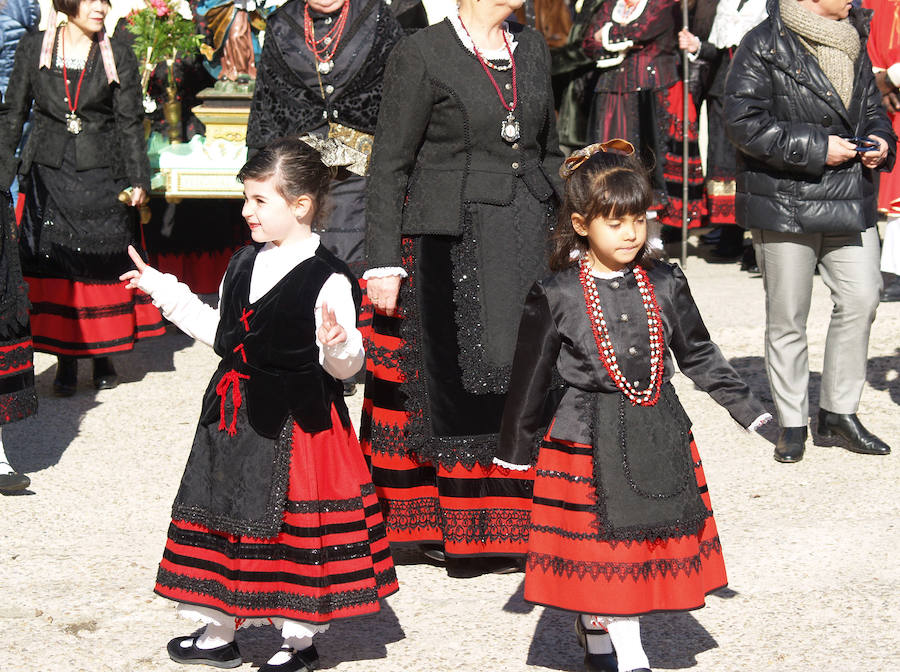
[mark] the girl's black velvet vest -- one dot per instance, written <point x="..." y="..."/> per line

━━━━━━━━━━

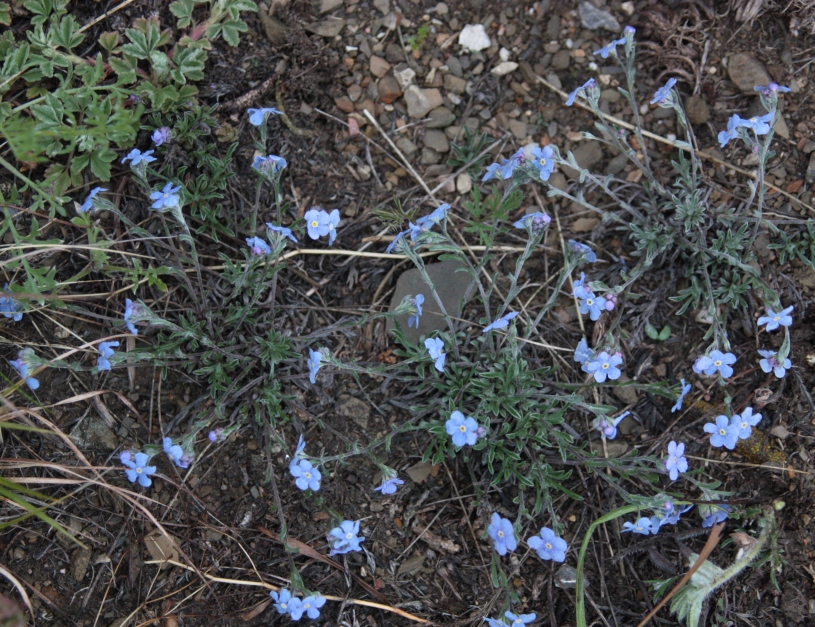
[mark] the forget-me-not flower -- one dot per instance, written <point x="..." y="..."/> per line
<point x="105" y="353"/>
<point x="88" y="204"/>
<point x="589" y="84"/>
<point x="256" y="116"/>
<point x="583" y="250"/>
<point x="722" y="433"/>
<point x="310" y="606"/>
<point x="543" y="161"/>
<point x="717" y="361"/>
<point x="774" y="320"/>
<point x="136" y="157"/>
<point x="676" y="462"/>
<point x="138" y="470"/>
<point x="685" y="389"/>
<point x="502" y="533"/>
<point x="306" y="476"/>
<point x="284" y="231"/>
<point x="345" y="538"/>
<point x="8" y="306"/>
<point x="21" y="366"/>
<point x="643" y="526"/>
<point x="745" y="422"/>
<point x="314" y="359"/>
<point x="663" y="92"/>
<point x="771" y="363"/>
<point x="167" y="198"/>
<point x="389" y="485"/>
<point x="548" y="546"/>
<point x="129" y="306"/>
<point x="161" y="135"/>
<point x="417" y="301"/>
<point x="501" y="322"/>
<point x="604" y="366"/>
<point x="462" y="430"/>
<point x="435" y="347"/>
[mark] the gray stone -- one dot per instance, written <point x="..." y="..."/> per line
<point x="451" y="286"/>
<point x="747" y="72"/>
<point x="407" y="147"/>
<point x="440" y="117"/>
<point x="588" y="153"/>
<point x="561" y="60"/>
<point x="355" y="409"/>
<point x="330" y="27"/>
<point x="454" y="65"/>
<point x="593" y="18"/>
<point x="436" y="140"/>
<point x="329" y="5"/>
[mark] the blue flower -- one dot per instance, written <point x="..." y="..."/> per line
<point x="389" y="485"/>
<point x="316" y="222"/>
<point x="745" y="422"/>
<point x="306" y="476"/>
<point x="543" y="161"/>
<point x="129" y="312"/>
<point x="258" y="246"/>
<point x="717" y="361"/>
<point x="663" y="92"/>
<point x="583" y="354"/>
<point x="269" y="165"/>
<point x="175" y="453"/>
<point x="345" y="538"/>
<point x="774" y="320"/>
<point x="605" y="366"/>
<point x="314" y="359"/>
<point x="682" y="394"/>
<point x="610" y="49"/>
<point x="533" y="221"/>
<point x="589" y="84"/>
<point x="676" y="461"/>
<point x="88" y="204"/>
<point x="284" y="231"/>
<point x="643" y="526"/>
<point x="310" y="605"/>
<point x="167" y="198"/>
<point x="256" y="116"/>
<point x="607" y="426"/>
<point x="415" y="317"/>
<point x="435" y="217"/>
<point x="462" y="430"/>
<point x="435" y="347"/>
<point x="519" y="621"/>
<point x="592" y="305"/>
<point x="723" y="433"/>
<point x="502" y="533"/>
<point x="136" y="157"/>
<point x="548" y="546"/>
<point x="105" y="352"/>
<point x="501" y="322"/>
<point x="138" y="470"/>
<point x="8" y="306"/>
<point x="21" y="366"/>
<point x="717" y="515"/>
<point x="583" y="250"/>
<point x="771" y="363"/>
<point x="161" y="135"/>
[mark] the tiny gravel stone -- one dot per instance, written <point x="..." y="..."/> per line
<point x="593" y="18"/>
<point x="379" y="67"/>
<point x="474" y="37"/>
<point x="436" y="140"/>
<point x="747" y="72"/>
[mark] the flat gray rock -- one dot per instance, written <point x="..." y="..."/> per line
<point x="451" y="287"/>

━━━━━━━━━━

THE EXERCISE
Filter the records above down to the lines that contain the word "flower" and copy each of those lines. Letter case matters.

RESULT OF THIS EXERCISE
[mark] the forget-me-not flower -- one dot per instance, written <point x="..." y="..."/> per line
[mark] the blue flower -- one dot per instance, written <point x="..." y="..."/> per line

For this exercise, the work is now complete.